WORK REQUIRED.
The reply should hold every line of the data, unchanged and complete.

Point localization data.
———

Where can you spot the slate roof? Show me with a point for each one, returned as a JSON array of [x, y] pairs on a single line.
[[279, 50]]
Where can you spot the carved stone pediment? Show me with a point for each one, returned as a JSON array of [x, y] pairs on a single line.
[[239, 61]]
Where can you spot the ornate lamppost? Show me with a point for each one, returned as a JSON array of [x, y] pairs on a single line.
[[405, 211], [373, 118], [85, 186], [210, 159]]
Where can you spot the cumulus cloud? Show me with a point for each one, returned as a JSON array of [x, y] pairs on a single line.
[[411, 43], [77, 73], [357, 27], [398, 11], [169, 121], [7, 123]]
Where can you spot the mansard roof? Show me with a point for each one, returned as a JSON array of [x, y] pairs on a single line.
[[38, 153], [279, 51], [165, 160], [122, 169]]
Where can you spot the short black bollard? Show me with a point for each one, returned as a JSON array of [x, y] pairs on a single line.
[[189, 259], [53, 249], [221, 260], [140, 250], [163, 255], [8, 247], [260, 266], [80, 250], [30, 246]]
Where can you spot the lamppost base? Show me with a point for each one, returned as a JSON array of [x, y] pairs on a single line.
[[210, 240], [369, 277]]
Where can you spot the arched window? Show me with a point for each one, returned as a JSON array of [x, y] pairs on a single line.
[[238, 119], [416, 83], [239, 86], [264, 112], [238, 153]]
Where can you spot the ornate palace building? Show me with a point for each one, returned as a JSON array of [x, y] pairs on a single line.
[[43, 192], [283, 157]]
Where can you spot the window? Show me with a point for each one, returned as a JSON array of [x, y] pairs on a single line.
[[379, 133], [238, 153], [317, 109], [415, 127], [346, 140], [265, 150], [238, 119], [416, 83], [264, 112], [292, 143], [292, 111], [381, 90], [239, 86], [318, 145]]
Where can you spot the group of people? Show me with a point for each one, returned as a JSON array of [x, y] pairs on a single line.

———

TASK SOLUTION.
Where can you spot the slate roof? Show me with a point for each one, returned as a JSON array of [x, y] pairs on a single line.
[[279, 50]]
Where can you spot the carved stone pediment? Show me with a point for each one, returned as a JSON array of [x, y] pairs on a single line.
[[239, 61]]
Where can you spot the ornate lamppost? Show me with a point for each one, returned as a JSON array of [x, y] pairs on a single line.
[[405, 211], [373, 118], [85, 186], [210, 159]]
Where can you spot the cumulus cloud? Show me with a point for each one, returned as a JSON array of [x, y] pairs on a single line.
[[411, 43], [77, 73], [357, 27], [398, 11], [169, 121], [7, 123]]
Where can you spot the mansard roof? Show me with a point for each one, returned as a JSON array of [x, y] pairs on a single line.
[[38, 153], [279, 51], [165, 160], [122, 169]]
Where can you spot the short black bollard? Show me with a point for each one, returned as a JSON array of [x, y] pairs on a single line.
[[189, 259], [53, 249], [221, 260], [140, 250], [163, 255], [8, 247], [260, 266], [80, 250], [30, 246]]
Where can you spot the lamppost base? Show me with a point for each one, returned as a JSON array of [x, y] pairs on a single line.
[[210, 240], [369, 277]]
Where can you spot the arched window? Show me with a point for each one, returned as a JSON array of [x, y] pairs on a single line.
[[238, 119], [416, 83], [239, 86], [264, 112], [238, 153]]
Where can you spot the ornate palace building? Show me with a point for each one, returned as a JSON array of [x, y] pairs on a single line.
[[43, 192], [283, 157]]
Where can you spot the window? Show me with a point for each one, returned as a JSON array of [x, y] pairs on a single line.
[[379, 133], [238, 153], [317, 109], [415, 127], [346, 140], [265, 150], [238, 119], [416, 83], [264, 112], [292, 143], [292, 111], [381, 90], [239, 86], [318, 145]]
Where can you spot the group of people? Show me with a point for each one, returned as a JSON array of [x, y] pairs on a single line.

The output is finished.